_Extract_
Begin

EssaysFeature

European Parliament Elections Viewed from Central and Eastern Europe

Why it might be a good thing that national fragmentation has migrated to the European level

In the build-up to the European Parliament elections this May, political analysts and forecasters focused largely on the increased fragmentation of European politics. To a large extent, we had already seen the emergence of anti-establishment parties in recent national elections. The 2019 polls now have them more firmly entrenched at a European level. The overall results do not come as a surprise and indicate continuity as well as change. The center-right European People’s Party (EPP) and the center-left Progressive Alliance of Socialists and Democrats (S&D) lost the combined majority for the first time, but remain the two largest parties. Eurosceptic, far-right and national-populist parties did not secure a watershed result but established themselves as a fixed point on the European political stage. At the same time, the centre has also been strengthened thanks to gains made by the Alliance of Liberals and Democrats for Europe (ALDE) as well as the European Greens (EFA).

While the current wave of Euroscepticism and nationalism is a challenge for the European project, this also presents the European Union (EU) with an opportunity for further consolidation: the EU now has clear cut internal “enemies.” More so than an abstract sense of purpose, enemies provide a strong incentive to unite. From the perspective of Central and Eastern European (CEE) countries, both challenges and opportunities lie ahead for the E U. Ahead, I’ll examine them individually.

Keep calm and learn coalition formation

The prospect of coalition-building at the EU level may sound scary and cumbersome. And yet, coalitions are an inevitable step in building EU institutions based on proportional representation. Analysts of EU institutional design would find a wealth of knowledge in the research of coalition formation experts at national level, while emerging EU leaders will soon resort to their own national experiences — as European cabinets have overwhelmingly been the result of coalitions. This perspective should make all less worried about impending disaster. It may not seem to be the case, but a more diverse representation within the European Parliament and less dominance of the main European Peoples’ Party (EPP) and the Progressive Alliance of Socialists and Democrats (S&D) are signs of institutional maturity and do not necessarily spell instability.

End

_Raw records_
Begin

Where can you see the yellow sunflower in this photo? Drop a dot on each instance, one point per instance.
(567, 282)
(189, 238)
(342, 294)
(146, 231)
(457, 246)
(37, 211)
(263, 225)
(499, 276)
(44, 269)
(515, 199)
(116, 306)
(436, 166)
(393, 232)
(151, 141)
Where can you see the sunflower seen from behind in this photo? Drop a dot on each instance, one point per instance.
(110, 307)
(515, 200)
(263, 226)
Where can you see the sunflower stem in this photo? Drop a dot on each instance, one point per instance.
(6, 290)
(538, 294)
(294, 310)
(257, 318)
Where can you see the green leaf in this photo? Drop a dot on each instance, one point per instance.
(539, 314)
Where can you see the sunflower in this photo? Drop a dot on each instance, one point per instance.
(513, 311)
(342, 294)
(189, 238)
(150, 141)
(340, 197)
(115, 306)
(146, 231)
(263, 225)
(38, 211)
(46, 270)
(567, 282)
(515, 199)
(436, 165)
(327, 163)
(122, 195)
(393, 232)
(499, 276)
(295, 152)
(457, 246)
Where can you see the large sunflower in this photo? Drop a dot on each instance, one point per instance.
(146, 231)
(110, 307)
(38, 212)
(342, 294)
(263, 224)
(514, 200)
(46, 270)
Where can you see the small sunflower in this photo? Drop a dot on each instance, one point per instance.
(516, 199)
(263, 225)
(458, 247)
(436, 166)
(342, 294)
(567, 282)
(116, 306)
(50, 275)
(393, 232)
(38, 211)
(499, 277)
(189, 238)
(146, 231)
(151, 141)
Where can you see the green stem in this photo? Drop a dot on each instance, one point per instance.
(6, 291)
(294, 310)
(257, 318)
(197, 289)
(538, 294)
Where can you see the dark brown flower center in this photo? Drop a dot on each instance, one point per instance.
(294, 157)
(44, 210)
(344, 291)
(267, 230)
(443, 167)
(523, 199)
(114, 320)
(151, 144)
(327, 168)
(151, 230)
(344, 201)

End

_Problems to solve_
- A) In the essay on the European Parliament elections, condense the paragraph beginning "In the build-up to the European Parliament elections" into a short bulleted list that keeps its main facts.
- B) Write the next passage of the essay on the European Parliament elections, picking up after its final paragraph.

_Set of answers_
- A)
- Before the May European Parliament elections, analysts focused mainly on the growing fragmentation of European politics.
- Anti-establishment parties had already emerged in recent national elections, and the 2019 polls have entrenched them more firmly at the European level.
- The results were no surprise and show both continuity and change.
- The EPP and S&D lost their combined majority for the first time but remain the two largest parties.
- Eurosceptic, far-right and national-populist parties fell short of a watershed result but became a fixed point on the European political stage.
- The center was also strengthened by gains for ALDE and the European Greens (EFA).

- B)
The countries of Central and Eastern Europe (CEE) have contributed to this fragmentation. The question is whether they will also successfully participate in managing it. The recent coalition building experience of CEE elites, gained during the early days of post-communist one-party dominance, should prove a useful skill. However, while the post-communist countries currently constitute approximately 30% of the seats in the European Parliament, they do not and will not see this reflected in the senior leadership of any of the EU’s key institutions — with the notable exception of the Polish President of the European Council, Donald Tusk. This is partially due to the perception, held by funding EU members, that these states underperform on such metrics as democratization, individual freedoms and state administration capacity, partly due to their own inability to coalesce and secure such positions. In the Council, these countries will, nevertheless, protect each other on such issues as the suspension of voting rights under Article 7 or the connection of rule of law performance to distribution of EU resources.

Selling the product “Europe”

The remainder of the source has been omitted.